Please copy every one of the items below line for line, changing nothing.

▸ Record extracts
= = = = = = =
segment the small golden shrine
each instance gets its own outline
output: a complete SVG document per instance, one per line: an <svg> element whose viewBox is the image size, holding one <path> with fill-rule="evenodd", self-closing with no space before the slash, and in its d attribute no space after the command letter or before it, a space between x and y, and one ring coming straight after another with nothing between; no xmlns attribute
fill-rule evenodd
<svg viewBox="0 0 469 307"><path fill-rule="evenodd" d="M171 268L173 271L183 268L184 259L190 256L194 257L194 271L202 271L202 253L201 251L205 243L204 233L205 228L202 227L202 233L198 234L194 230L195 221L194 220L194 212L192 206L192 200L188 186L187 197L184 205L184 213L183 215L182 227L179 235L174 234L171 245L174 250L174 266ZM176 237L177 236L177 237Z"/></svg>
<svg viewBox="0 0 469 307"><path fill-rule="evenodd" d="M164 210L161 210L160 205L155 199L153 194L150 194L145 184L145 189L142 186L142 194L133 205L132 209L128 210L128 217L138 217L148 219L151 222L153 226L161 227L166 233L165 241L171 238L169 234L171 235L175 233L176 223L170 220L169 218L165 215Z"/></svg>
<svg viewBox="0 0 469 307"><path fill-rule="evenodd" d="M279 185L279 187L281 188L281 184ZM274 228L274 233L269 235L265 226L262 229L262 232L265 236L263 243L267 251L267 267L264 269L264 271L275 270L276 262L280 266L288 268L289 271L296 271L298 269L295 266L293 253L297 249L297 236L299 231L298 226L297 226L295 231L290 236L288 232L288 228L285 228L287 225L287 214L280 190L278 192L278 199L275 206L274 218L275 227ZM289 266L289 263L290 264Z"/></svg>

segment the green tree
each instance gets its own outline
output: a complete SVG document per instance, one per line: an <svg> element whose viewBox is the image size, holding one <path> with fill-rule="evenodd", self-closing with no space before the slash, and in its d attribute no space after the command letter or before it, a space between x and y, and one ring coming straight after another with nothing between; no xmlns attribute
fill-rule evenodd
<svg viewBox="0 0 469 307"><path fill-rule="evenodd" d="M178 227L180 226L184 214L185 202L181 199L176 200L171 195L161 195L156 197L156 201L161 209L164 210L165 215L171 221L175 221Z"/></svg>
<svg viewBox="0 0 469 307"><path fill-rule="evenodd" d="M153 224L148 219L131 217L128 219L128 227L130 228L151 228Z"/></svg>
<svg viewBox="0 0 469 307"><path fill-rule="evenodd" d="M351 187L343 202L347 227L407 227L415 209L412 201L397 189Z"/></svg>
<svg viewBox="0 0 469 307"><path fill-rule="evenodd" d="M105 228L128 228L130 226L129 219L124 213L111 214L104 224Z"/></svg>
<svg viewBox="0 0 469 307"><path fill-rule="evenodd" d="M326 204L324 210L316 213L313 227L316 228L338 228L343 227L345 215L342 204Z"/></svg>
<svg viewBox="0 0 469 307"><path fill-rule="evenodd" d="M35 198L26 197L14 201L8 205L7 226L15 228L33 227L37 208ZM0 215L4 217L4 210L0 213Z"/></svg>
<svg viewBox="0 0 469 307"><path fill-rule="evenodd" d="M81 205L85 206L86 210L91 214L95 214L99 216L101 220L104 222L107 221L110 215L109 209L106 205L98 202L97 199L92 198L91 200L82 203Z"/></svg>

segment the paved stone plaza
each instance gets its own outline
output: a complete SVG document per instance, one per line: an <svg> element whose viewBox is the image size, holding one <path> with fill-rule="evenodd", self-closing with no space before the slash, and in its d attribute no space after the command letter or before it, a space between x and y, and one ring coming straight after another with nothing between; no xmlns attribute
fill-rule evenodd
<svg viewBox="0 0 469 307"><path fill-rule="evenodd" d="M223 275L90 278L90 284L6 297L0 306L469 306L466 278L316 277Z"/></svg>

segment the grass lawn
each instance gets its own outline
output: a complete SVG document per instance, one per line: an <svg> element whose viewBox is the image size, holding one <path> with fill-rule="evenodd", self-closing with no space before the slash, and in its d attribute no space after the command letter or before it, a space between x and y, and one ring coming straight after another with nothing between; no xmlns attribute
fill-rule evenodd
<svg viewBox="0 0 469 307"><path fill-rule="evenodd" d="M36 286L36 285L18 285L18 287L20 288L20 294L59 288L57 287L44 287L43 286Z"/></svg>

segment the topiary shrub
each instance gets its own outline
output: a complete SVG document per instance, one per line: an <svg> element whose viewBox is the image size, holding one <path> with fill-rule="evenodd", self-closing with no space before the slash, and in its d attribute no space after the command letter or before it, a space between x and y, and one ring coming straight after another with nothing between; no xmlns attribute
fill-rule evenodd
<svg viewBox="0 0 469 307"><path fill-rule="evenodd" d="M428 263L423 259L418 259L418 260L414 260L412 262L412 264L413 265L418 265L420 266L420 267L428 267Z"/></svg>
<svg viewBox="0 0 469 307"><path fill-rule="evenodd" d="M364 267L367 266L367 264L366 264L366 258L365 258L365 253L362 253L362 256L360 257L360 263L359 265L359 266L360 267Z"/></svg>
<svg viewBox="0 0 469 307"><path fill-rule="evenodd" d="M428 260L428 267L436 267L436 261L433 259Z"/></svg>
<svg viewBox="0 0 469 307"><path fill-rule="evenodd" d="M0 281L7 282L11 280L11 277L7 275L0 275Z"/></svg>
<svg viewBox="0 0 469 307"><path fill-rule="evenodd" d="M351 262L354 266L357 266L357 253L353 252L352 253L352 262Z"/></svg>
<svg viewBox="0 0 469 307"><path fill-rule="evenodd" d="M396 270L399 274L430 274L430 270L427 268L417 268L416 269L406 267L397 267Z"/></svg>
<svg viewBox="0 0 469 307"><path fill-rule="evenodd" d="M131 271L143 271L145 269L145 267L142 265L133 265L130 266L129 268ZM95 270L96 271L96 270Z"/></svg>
= = = = = = =
▸ The result
segment the small golden shrine
each instance gets its own outline
output: a complete SVG document per instance, one per line: an <svg> element whose viewBox is the image size, holding one <path> with fill-rule="evenodd", self-closing with no space before the slash, and in its d attribute no space after the command letter or before it, a space between x and y, and one ring coming straight after another with nothing between; no xmlns attribute
fill-rule evenodd
<svg viewBox="0 0 469 307"><path fill-rule="evenodd" d="M171 268L173 271L183 268L184 259L190 256L194 257L194 271L202 271L202 253L201 251L205 243L204 233L205 228L202 227L202 233L198 234L194 230L195 221L194 220L194 212L192 206L192 200L188 186L187 197L184 205L184 213L183 215L182 227L179 235L174 234L171 245L174 250L174 266ZM176 237L177 236L177 237Z"/></svg>
<svg viewBox="0 0 469 307"><path fill-rule="evenodd" d="M164 210L161 210L160 205L155 199L153 194L150 194L145 184L145 189L142 186L142 194L133 205L132 209L128 210L128 217L138 217L148 219L151 222L153 226L161 227L166 233L165 241L171 238L169 234L171 235L175 233L176 223L170 220L169 218L165 215Z"/></svg>
<svg viewBox="0 0 469 307"><path fill-rule="evenodd" d="M279 185L279 187L281 188L281 184ZM274 228L274 233L269 235L265 226L262 229L262 232L265 236L263 243L267 251L267 267L264 269L264 271L275 270L276 262L280 266L288 268L289 271L296 271L298 269L295 266L293 253L297 249L297 236L299 231L298 226L297 226L295 231L290 236L288 232L288 228L285 228L287 225L287 214L280 190L278 192L278 199L275 206L274 218L275 227ZM289 266L289 263L290 264Z"/></svg>

segment the green tree
each instance gets its own outline
output: a complete SVG document per instance, one per line: an <svg> element whose viewBox is the image size, holding one <path> with fill-rule="evenodd", self-closing with no space before the slash, and in its d attribute no space after the command letter or before it, a space between x and y, and one ring coming straight after another with nothing between; no xmlns attribute
fill-rule evenodd
<svg viewBox="0 0 469 307"><path fill-rule="evenodd" d="M178 227L180 226L184 214L185 202L181 199L176 200L171 195L161 195L156 197L156 201L161 209L164 210L165 215L171 221L175 221Z"/></svg>
<svg viewBox="0 0 469 307"><path fill-rule="evenodd" d="M153 224L148 219L131 217L128 219L128 227L130 228L151 228Z"/></svg>
<svg viewBox="0 0 469 307"><path fill-rule="evenodd" d="M351 187L343 202L347 227L407 227L415 209L412 201L397 189Z"/></svg>
<svg viewBox="0 0 469 307"><path fill-rule="evenodd" d="M105 228L128 228L130 226L129 219L124 213L111 214L104 224Z"/></svg>
<svg viewBox="0 0 469 307"><path fill-rule="evenodd" d="M326 204L324 210L316 213L313 227L316 228L338 228L343 227L345 215L342 204Z"/></svg>
<svg viewBox="0 0 469 307"><path fill-rule="evenodd" d="M35 198L26 197L14 201L8 205L7 226L15 228L33 227L37 208ZM0 215L4 217L4 210L0 213Z"/></svg>
<svg viewBox="0 0 469 307"><path fill-rule="evenodd" d="M81 205L85 206L86 210L91 214L95 214L99 216L101 220L104 222L107 221L110 215L109 209L106 205L98 202L97 199L92 198L91 200L82 203Z"/></svg>

segment the paved stone plaza
each instance gets its own outline
output: a complete SVG document per instance, one per line: an <svg> element whose viewBox is the image size, holding one <path> with fill-rule="evenodd", self-closing with no space before the slash, and in its d attribute no space after the command letter or before it, a space between x and y, and one ring coming straight after another with nothing between; no xmlns attribute
fill-rule evenodd
<svg viewBox="0 0 469 307"><path fill-rule="evenodd" d="M223 275L90 278L90 284L6 297L0 306L469 306L466 278L316 277Z"/></svg>

segment the grass lawn
each instance gets its own outline
output: a complete SVG document per instance, one per line: an <svg> element whose viewBox is the image size, holding one <path> with fill-rule="evenodd", self-closing with no space before the slash, and in its d attribute no space after the command letter or before it, a space between x and y, and one ring coming straight after another with nothing between; no xmlns attribute
fill-rule evenodd
<svg viewBox="0 0 469 307"><path fill-rule="evenodd" d="M36 286L36 285L18 285L18 287L20 288L20 294L59 288L57 287L44 287L43 286Z"/></svg>

segment the topiary shrub
each instance gets its own outline
output: a complete SVG document per instance, one per line: an <svg> element whose viewBox is the image size, holding one <path> with fill-rule="evenodd", self-closing with no space before the slash, and in its d attribute no space after the command letter or before it, a space between x and y, and one ring coming straight after another with nothing between; no xmlns attribute
fill-rule evenodd
<svg viewBox="0 0 469 307"><path fill-rule="evenodd" d="M428 263L423 259L418 259L418 260L414 260L412 262L412 264L413 265L418 265L420 266L420 267L428 267Z"/></svg>
<svg viewBox="0 0 469 307"><path fill-rule="evenodd" d="M364 267L367 266L367 264L366 264L366 258L365 258L365 253L362 253L362 256L360 257L360 263L359 265L359 266L360 267Z"/></svg>
<svg viewBox="0 0 469 307"><path fill-rule="evenodd" d="M428 260L428 267L436 267L436 261L433 259Z"/></svg>
<svg viewBox="0 0 469 307"><path fill-rule="evenodd" d="M0 281L7 282L11 280L11 277L7 275L0 275Z"/></svg>
<svg viewBox="0 0 469 307"><path fill-rule="evenodd" d="M351 262L354 266L357 266L357 253L353 252L352 253L352 262Z"/></svg>
<svg viewBox="0 0 469 307"><path fill-rule="evenodd" d="M396 270L399 274L430 274L430 270L427 268L417 268L416 269L406 267L397 267Z"/></svg>
<svg viewBox="0 0 469 307"><path fill-rule="evenodd" d="M131 271L143 271L145 269L145 267L142 265L133 265L130 266L129 268ZM95 270L96 271L96 270Z"/></svg>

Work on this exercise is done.